EXERCISE INSTRUCTIONS -> List every body-weight figure in the post headed "Shamu" below, in the order it gives them.

*** Opening of GIVEN TEXT ***

Sunday, June 03, 2007

Shamu

There's nothing much to report this weekend folks.

Well, there's this weight issue. It's time for me to go on a diet. I've actually gained ~40# since the week after surgery. That was 139# for a low and now I'm hovering around 180. The actual number itself isn't wrong, but with my newly shaped 'chemo corpus', my old 180-190 is very unattractive. And so, it's time to turn around my recent habit of eating like a teen. I gotta get rid of the blubber.

In other news this evening: I still haven't been contacted about getting my chest port installed. I've followed up and expect to hear something early next week. Will advise.

Finally, I want to discuss the old roller coaster. It still exists. The climb and the fall are more reminiscent of a kiddie ride, but the ups and downs still concern me.

*** Close of GIVEN TEXT ***
*** Opening of SUPPLIED MATERIAL ***

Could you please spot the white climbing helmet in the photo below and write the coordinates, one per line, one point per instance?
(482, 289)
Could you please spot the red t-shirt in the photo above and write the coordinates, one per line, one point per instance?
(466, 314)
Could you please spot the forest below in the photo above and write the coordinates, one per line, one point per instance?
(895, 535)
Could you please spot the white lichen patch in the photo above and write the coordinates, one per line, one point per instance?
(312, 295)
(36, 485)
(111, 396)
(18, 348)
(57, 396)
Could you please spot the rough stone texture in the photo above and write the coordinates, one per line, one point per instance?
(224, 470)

*** Close of SUPPLIED MATERIAL ***
*** Opening of SUPPLIED MATERIAL ***

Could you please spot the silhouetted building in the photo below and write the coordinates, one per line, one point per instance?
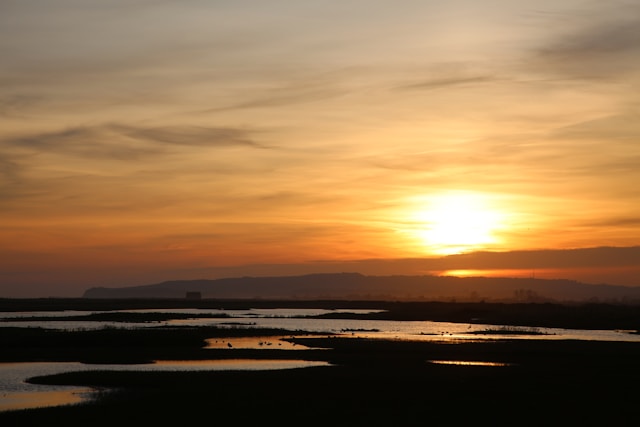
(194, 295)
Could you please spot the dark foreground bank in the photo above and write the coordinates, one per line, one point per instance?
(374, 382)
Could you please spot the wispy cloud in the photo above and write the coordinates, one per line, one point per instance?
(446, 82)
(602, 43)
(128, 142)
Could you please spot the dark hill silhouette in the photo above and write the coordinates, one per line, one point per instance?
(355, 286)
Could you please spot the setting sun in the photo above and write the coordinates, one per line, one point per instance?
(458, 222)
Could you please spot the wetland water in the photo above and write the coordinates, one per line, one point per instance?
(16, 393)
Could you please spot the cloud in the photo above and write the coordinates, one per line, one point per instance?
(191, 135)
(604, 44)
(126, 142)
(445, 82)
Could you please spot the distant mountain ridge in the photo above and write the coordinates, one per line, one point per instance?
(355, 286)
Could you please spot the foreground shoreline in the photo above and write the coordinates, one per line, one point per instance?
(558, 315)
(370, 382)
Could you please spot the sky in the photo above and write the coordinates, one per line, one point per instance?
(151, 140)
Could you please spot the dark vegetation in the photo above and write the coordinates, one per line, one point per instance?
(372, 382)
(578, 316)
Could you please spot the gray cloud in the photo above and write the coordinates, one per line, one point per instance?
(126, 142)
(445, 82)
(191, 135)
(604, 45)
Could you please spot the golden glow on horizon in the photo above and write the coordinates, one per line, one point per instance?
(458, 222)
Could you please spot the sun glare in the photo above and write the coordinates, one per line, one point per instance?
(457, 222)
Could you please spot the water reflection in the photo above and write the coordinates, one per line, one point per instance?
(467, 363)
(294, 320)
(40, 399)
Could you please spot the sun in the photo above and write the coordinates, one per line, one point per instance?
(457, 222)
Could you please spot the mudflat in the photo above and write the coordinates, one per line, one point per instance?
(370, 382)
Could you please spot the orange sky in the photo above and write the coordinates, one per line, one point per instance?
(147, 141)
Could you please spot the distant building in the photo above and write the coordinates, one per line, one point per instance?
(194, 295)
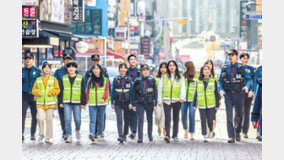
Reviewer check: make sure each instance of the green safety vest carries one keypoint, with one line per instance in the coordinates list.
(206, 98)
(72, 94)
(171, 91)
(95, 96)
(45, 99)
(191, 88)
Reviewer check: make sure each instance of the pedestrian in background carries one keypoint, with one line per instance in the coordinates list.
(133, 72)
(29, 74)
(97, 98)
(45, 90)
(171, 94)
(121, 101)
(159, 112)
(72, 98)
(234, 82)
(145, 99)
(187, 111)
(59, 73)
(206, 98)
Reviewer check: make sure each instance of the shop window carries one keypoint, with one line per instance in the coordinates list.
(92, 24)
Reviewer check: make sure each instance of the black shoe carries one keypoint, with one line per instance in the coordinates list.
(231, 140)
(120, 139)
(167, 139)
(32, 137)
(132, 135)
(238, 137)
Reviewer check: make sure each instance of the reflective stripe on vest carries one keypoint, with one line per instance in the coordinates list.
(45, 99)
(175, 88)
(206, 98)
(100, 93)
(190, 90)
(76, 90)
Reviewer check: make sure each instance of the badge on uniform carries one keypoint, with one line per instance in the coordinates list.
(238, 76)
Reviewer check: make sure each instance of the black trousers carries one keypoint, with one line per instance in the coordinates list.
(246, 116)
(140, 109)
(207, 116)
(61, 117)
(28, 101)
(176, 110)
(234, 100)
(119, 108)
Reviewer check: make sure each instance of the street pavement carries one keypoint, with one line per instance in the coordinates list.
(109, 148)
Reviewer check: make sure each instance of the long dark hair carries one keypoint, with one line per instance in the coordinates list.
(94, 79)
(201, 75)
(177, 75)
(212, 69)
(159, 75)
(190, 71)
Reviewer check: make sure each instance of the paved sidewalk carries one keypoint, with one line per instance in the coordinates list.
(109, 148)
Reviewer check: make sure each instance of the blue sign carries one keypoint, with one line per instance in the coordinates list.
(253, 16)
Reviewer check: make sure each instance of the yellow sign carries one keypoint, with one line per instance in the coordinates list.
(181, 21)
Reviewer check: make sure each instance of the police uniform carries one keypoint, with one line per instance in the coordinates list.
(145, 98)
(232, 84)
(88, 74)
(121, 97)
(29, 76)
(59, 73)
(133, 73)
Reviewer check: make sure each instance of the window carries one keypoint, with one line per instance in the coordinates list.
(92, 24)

*** Close of SUPPLIED MATERIAL ***
*** Opening of SUPPLIED MATERIAL ***

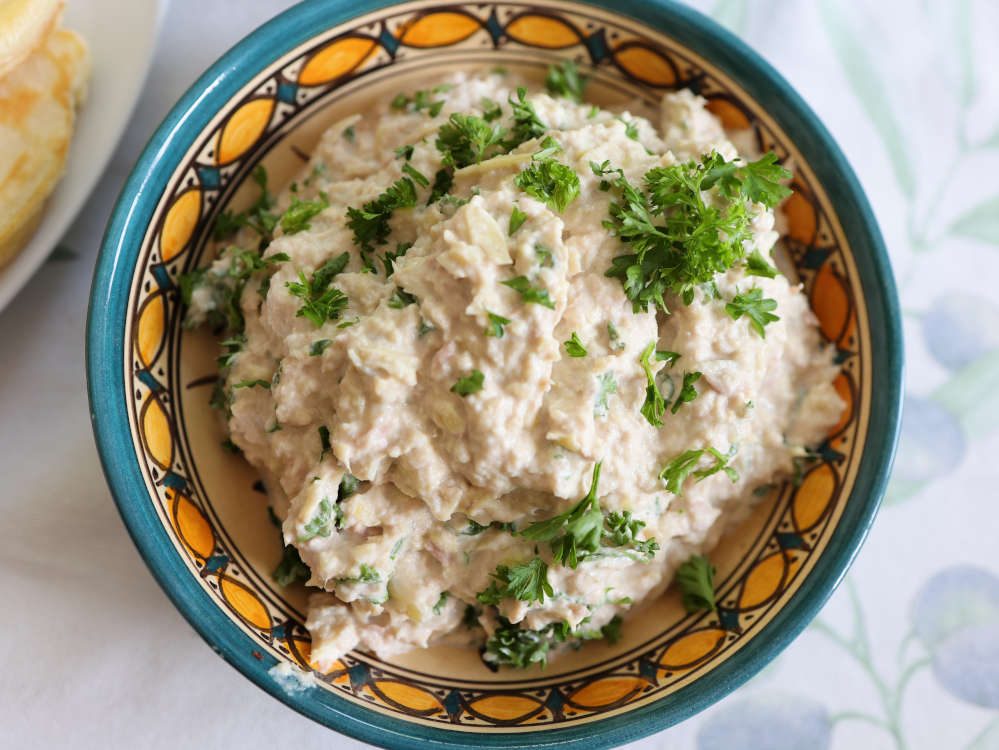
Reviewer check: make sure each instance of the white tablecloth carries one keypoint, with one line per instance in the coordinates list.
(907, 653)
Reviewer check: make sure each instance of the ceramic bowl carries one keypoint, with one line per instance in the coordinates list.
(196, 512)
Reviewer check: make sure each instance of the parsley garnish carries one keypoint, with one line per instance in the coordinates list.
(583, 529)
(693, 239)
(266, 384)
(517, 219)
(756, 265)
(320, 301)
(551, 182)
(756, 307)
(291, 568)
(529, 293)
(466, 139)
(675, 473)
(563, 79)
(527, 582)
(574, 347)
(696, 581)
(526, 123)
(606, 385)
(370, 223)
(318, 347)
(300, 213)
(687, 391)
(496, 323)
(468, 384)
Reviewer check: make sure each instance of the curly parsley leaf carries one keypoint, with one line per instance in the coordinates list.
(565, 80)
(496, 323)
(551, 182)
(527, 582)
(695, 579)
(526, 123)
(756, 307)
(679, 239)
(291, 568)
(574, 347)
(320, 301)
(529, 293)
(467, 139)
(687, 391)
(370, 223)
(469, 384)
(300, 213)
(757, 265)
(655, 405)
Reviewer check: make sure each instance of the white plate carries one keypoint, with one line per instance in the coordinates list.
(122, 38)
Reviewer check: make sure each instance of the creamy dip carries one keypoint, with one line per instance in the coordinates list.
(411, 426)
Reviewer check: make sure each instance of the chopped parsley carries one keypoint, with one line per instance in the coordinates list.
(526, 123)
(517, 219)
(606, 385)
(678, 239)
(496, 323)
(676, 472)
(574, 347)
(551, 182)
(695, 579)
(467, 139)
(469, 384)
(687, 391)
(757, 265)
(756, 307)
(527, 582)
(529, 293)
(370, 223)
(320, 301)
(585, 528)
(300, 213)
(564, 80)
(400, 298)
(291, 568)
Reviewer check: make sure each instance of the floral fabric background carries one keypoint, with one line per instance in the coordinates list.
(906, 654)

*** Close of SUPPLIED MATERIAL ***

ANSWER TO THIS PROBLEM ->
- ~40#: the amount gained since the week after surgery
- 139#: the low
- around 180: the current weight
- 180-190: the old weight